Start PASSAGE PROVIDED

Correcting a practice

Published : Sep 09, 2011 00:00 IST

CBSE students in Delhi checking their examination results in May. The Supreme Court held that an evaluated answer book was a record containing the opinion of the examiner and, therefore, it was information under the Right to Information Act. - PRAKASH SINGH/AFP

CBSE students in Delhi checking their examination results in May. The Supreme Court held that an evaluated answer book was a record containing the opinion of the examiner and, therefore, it was information under the Right to Information Act. - PRAKASH SINGH/AFP

The apex court upholds an order allowing students to inspect their answer sheets but makes discomfiting observations on the scope of the RTI Act.

IN 2008, the Central Board of Secondary Education (CBSE) rejected an application filed by a candidate under the Right to Information Act for the inspection and re-evaluation of his Secondary School Examination answer books. The reason cited was that the CBSE shared a fiduciary relationship with its evaluators and maintained confidentiality of the manner and method of evaluation.

End PASSAGE PROVIDED
Start COLLECTED DATA

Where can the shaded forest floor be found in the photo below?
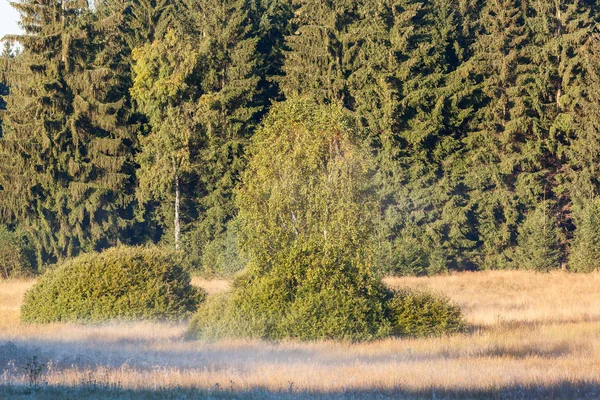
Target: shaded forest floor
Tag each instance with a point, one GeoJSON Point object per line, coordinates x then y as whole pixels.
{"type": "Point", "coordinates": [531, 336]}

End COLLECTED DATA

* **AIM 1**: Please print a section of the article on inspecting answer sheets word for word, beginning with the words "The apex court" and ending after "method of evaluation.".
* **AIM 2**:
Answer these questions from the article on inspecting answer sheets:
(a) In what year did the CBSE reject the candidate's application?
(b) What did the Supreme Court hold an evaluated answer book to be?
(c) What reason did the CBSE give for the rejection?

* **OUTPUT 1**:
The apex court upholds an order allowing students to inspect their answer sheets but makes discomfiting observations on the scope of the RTI Act.

IN 2008, the Central Board of Secondary Education (CBSE) rejected an application filed by a candidate under the Right to Information Act for the inspection and re-evaluation of his Secondary School Examination answer books. The reason cited was that the CBSE shared a fiduciary relationship with its evaluators and maintained confidentiality of the manner and method of evaluation.

* **OUTPUT 2**:
(a) 2008.
(b) A record containing the opinion of the examiner, and therefore information under the Right to Information Act.
(c) The CBSE said it shared a fiduciary relationship with its evaluators and kept the manner and method of evaluation confidential.